• **About this exercise**:
In the passage about movie theaters below, what title was given to the piece posted 18 months before Covid shut theaters down?

• **Text passage**:
* * * * *
18 months before Covid shut down movie theatres I posted one of my melancholy “woe is us” pieces, titled “How Degraded Thou Art.” I have to fly in a few hours so there’s no time to settle in and write a big essay. But right now most of us feel pretty good about Covid fading away (despite Kimmel and Colbert‘s infection) and exhibition gradually coming back to life….right?
But once the old patterns settle in and we all get back to normal, it’ll probably be 2018 all over again…right? Or has something changed?
Some kind of technical glitch prevented comments on this essay in November 2018 so here goes again…
Late November is a good time to catch films in cinemas, of course, but otherwise the megaplex experience is generally a must-to-avoid, or at the very least a touch-and-go thing. Mainstream movies have been declining for many decades, and always because of stupid audiences.
In the early ’50s Manny Fatber wrote an influential essay called “Blame the Audience,” although if you consider what was playing in Manhattan in the late summer of 1953 it’s hard to understand what he was on about.
* * * * *
• **Region pointing data**:

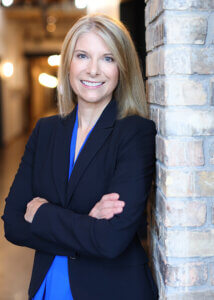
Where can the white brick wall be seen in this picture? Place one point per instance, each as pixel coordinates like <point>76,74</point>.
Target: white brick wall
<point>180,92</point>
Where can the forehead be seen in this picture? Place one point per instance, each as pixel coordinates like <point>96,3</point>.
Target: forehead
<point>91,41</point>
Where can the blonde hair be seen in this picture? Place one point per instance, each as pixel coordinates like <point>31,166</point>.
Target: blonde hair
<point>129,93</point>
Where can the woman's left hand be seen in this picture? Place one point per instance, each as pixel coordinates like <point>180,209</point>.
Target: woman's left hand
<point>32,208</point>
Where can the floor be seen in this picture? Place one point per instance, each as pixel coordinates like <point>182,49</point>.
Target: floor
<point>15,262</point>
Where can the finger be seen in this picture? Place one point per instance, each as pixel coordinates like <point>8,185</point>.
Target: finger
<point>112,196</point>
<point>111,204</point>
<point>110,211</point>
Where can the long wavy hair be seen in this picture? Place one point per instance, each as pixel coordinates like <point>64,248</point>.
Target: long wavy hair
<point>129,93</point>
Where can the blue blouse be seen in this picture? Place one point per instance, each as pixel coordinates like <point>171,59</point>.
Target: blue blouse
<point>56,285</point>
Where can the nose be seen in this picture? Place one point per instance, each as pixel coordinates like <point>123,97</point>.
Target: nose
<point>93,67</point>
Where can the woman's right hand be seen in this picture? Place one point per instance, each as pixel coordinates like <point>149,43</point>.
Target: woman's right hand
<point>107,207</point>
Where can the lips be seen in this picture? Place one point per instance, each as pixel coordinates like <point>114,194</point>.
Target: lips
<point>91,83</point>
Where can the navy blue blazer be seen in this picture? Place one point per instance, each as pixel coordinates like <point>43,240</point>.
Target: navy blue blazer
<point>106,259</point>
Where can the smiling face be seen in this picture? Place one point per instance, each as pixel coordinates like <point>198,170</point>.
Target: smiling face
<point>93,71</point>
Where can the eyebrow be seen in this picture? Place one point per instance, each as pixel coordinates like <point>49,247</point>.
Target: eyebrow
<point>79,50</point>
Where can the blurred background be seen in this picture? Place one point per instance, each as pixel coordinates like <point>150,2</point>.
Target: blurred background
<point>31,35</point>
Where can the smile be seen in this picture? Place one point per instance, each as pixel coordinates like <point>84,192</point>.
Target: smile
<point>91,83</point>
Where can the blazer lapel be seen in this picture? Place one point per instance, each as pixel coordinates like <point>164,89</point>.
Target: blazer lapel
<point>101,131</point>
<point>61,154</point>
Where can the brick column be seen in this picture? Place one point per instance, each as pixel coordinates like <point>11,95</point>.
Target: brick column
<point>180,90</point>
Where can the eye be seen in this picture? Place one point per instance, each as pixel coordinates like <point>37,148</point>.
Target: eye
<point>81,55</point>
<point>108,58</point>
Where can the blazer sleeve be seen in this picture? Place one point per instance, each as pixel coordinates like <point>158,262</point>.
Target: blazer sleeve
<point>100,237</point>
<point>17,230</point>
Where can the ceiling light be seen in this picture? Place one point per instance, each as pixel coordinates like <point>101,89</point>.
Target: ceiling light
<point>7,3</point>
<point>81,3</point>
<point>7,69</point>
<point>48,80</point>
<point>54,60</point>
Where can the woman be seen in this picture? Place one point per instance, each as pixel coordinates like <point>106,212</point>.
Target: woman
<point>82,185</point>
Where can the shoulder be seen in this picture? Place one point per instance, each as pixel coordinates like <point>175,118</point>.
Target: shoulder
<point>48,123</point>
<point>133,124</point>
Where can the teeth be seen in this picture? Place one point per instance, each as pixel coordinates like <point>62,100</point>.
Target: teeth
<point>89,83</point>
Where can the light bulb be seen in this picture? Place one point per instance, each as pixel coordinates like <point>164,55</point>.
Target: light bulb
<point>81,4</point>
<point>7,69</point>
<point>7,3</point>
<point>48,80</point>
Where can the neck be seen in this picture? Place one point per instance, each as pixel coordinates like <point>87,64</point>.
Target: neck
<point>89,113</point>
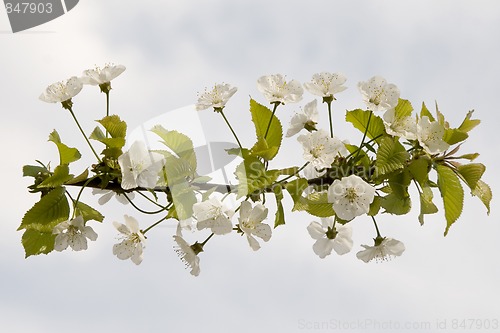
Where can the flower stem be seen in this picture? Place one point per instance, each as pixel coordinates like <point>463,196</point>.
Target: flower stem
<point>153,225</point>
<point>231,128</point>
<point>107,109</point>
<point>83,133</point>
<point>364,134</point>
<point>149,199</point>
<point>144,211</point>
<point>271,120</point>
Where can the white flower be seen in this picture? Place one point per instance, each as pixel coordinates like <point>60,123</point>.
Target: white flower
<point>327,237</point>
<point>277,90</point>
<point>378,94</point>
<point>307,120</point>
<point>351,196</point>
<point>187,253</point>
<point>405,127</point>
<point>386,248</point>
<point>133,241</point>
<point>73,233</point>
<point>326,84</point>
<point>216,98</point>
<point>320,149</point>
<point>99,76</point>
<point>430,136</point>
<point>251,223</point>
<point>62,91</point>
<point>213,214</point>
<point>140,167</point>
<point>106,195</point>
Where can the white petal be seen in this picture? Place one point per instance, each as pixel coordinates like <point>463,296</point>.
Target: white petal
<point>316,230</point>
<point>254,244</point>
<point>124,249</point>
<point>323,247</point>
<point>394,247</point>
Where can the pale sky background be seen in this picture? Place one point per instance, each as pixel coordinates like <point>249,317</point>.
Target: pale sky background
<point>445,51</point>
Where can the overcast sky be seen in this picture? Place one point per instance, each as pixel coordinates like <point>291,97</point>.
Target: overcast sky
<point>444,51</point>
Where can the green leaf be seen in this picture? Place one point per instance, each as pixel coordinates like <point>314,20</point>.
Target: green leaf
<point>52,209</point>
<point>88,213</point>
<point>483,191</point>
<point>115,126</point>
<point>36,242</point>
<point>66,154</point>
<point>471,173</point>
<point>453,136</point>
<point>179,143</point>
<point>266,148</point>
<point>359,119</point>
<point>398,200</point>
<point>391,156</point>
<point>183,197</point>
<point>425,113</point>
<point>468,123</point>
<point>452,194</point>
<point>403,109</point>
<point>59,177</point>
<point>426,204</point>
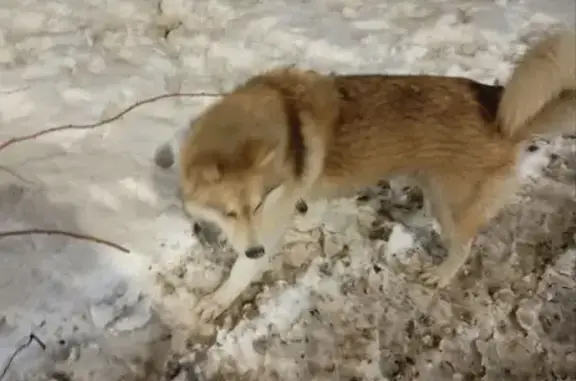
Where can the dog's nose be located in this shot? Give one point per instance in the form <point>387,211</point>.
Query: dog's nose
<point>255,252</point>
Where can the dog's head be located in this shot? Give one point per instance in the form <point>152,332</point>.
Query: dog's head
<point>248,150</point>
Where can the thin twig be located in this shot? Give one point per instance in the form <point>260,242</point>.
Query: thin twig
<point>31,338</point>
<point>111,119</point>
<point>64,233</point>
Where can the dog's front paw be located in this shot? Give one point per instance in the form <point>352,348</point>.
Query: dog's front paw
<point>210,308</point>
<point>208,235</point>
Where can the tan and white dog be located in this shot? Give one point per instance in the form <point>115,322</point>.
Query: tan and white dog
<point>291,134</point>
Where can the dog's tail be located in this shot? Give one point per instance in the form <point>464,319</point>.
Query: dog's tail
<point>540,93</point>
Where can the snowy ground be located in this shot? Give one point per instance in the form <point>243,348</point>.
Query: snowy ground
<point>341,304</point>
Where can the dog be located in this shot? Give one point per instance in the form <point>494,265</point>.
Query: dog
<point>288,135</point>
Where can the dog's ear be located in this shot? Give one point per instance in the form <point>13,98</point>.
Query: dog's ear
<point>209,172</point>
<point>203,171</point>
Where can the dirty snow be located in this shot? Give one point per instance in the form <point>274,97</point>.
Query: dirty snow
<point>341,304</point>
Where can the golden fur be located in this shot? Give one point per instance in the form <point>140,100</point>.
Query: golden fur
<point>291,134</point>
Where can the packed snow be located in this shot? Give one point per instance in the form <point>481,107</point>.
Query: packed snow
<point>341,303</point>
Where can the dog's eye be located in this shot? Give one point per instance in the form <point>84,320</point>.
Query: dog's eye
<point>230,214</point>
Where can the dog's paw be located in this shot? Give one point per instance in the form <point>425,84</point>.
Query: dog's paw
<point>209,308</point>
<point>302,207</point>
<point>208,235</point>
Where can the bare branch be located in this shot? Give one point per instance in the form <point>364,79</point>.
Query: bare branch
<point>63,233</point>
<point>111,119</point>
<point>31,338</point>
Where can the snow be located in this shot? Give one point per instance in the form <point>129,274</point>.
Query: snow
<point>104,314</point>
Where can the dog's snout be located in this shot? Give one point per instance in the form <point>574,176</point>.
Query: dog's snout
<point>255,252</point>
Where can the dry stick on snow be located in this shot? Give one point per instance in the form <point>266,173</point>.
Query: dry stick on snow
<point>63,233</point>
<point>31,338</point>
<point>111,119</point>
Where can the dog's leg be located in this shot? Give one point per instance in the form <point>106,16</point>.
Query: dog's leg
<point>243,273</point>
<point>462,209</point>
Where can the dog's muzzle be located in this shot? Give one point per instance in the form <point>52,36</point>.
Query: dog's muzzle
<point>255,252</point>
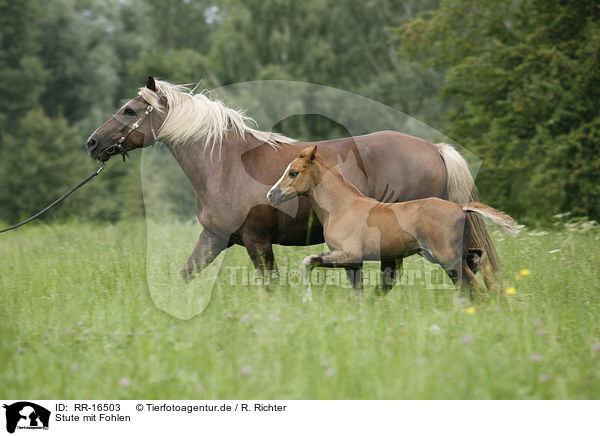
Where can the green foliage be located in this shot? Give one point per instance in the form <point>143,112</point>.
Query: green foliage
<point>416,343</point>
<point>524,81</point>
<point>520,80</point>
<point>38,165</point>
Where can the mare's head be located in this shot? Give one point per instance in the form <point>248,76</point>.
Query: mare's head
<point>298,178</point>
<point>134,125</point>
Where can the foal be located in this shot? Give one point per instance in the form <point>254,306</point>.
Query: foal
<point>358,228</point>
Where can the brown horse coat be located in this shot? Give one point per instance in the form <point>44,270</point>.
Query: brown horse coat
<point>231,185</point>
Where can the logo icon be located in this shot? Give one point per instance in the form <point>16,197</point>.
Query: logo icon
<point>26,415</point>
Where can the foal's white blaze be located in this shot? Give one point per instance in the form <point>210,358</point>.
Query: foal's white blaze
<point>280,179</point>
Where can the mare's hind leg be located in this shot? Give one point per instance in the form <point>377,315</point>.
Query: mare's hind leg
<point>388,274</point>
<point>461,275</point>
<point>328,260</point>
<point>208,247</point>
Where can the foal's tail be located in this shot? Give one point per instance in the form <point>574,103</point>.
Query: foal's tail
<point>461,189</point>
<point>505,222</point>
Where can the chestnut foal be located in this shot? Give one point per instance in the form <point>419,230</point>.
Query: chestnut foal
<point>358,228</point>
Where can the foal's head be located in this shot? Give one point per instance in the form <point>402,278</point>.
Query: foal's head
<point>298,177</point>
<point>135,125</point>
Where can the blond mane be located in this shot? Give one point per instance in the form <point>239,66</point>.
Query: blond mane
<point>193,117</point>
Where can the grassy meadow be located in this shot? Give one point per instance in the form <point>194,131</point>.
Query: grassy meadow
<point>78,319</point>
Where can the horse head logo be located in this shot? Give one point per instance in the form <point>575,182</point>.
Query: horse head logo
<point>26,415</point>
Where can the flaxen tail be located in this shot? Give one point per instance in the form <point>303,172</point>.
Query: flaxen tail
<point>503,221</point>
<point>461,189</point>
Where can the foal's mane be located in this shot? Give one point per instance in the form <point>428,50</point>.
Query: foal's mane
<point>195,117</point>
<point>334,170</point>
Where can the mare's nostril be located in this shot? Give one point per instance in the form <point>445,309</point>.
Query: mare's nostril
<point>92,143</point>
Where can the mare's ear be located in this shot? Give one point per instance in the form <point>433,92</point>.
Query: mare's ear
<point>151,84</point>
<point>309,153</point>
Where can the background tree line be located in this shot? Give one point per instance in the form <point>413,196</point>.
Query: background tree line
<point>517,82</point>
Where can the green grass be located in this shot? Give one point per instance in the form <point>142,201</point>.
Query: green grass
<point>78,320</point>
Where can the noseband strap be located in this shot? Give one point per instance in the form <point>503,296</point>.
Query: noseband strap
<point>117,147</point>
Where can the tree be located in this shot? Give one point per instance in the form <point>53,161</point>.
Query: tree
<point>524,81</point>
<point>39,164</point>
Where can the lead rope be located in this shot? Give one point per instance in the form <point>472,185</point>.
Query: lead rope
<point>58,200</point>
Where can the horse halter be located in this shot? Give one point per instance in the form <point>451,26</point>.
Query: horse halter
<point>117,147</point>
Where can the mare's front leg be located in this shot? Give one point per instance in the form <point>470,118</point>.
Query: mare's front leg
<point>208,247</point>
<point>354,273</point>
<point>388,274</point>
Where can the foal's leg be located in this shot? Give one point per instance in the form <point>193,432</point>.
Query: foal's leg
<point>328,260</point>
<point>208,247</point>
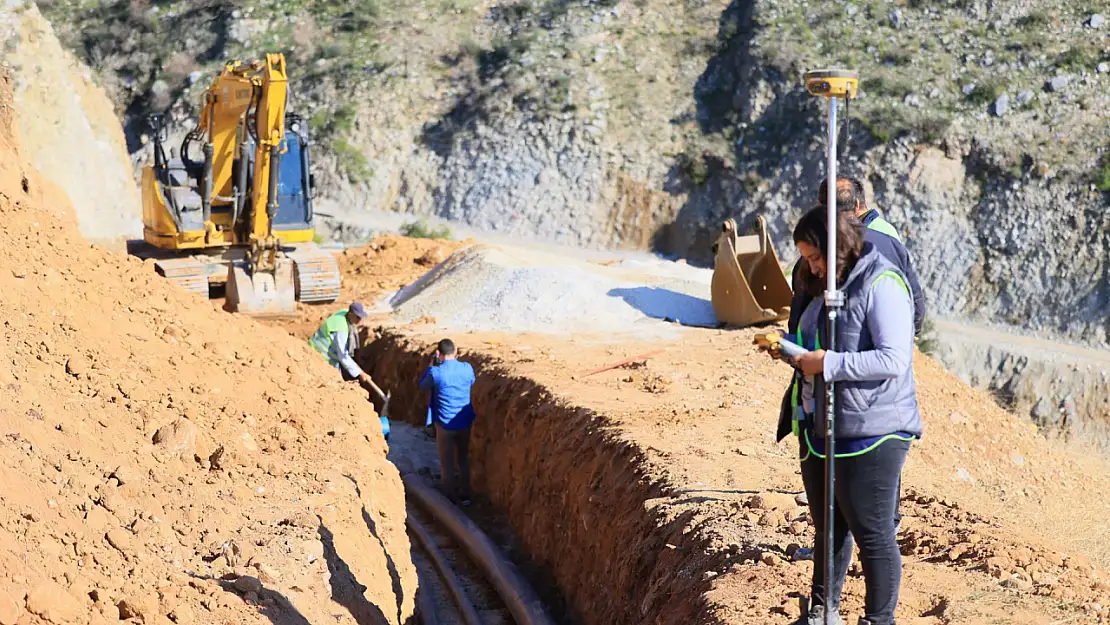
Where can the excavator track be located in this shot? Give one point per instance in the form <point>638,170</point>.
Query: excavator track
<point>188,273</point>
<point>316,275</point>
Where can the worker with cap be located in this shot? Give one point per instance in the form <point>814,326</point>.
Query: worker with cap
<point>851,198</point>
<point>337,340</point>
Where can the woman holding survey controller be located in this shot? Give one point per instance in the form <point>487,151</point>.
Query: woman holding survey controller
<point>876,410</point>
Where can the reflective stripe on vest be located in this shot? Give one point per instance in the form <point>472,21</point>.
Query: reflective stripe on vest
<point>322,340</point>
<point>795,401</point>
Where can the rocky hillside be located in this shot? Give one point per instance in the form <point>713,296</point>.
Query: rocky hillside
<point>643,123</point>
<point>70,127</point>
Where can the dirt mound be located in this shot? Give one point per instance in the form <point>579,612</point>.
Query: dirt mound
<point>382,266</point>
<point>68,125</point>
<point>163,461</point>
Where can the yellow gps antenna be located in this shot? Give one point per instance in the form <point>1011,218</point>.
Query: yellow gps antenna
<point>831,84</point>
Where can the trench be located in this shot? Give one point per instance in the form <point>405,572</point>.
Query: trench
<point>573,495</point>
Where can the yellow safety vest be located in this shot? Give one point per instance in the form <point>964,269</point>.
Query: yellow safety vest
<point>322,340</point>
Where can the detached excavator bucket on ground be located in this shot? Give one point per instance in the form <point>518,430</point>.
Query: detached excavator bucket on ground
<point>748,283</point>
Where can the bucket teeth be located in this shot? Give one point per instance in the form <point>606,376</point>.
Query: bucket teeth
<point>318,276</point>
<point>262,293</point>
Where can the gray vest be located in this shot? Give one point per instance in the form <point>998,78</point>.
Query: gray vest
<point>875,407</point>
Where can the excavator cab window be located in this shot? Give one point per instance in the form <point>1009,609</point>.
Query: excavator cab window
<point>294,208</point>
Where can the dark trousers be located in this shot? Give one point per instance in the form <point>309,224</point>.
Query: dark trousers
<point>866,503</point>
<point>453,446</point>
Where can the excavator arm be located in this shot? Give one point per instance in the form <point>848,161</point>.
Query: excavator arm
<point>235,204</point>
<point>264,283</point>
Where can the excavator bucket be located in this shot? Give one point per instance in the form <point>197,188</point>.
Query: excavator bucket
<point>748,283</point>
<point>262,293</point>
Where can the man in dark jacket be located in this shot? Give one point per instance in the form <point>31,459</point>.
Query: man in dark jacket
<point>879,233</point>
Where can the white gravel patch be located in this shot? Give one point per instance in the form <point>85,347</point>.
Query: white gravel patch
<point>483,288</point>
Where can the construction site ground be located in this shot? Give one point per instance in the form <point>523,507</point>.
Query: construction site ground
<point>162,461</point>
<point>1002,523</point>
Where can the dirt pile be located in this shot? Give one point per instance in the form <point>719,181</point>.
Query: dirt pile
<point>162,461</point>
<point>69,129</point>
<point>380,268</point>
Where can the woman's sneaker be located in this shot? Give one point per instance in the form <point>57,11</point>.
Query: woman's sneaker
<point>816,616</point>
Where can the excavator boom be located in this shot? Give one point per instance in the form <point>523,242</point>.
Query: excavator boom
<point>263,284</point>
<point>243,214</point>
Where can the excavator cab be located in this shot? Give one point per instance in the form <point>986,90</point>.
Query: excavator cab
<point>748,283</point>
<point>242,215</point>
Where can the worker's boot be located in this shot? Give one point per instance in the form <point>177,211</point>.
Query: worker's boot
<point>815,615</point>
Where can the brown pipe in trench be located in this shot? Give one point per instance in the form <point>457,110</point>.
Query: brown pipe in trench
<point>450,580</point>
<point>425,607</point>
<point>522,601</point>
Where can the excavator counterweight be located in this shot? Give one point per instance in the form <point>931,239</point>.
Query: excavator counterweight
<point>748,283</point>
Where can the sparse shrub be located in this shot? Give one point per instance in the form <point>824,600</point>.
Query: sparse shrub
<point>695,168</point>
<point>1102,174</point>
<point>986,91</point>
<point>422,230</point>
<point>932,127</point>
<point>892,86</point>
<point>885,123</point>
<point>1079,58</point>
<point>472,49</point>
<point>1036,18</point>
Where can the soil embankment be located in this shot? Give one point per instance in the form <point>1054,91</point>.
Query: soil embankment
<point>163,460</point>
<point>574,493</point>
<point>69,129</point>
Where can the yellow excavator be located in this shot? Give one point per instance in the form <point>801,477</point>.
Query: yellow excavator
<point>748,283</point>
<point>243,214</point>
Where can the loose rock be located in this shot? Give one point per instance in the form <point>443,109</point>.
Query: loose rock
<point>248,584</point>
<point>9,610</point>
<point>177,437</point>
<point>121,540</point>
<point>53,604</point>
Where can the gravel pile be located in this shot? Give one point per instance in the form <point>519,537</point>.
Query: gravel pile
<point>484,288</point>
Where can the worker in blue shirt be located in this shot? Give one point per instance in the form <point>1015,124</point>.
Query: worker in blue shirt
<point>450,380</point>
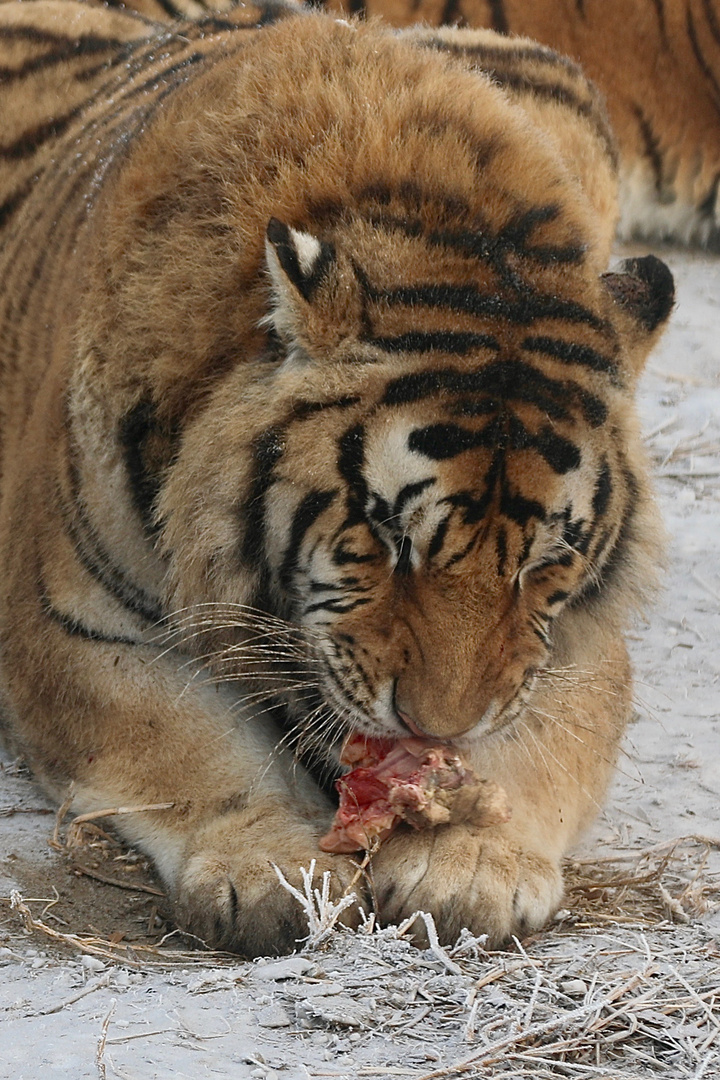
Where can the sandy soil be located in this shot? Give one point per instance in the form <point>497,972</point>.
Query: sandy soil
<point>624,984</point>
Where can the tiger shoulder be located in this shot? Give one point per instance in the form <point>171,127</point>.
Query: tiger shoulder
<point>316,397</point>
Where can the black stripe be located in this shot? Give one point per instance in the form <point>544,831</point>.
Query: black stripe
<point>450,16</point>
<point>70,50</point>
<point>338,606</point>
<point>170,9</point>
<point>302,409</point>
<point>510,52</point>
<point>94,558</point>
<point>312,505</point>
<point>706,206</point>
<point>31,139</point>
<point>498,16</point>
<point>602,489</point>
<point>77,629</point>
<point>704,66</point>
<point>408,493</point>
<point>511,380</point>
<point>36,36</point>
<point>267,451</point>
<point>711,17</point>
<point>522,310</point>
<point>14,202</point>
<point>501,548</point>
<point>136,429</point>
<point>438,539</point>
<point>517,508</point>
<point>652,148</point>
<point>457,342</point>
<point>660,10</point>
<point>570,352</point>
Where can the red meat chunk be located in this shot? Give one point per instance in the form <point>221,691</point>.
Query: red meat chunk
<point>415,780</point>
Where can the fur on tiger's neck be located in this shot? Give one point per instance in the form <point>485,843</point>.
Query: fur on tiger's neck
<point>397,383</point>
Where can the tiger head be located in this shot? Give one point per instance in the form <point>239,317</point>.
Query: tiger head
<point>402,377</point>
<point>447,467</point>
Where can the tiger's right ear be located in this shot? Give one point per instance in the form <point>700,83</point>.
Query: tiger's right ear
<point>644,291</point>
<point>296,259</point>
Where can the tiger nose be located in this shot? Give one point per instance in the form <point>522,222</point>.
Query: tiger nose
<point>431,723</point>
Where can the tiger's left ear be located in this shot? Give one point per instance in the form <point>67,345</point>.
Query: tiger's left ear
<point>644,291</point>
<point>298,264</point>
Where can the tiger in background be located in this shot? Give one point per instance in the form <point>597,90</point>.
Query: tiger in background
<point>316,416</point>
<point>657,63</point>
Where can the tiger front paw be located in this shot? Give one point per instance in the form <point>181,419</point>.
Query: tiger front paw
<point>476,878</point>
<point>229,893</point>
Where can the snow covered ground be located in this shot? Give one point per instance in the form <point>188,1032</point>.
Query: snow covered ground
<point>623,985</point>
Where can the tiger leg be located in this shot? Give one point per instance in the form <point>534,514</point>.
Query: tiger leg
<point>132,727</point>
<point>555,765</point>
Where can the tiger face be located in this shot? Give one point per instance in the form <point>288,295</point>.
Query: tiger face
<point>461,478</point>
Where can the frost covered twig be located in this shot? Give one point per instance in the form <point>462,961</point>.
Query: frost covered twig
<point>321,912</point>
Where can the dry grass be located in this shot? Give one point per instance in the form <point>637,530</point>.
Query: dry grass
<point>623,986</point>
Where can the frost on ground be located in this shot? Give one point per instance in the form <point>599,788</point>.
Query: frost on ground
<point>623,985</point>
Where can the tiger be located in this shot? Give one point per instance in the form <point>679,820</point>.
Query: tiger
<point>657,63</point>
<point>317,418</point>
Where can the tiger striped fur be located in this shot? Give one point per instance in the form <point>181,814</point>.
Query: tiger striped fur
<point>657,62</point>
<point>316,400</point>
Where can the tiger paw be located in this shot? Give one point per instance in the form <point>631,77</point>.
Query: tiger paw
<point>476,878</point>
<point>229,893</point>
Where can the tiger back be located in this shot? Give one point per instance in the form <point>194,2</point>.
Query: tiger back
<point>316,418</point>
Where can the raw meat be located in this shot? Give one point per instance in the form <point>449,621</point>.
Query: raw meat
* * * * *
• **Written solution**:
"How Degraded Thou Art."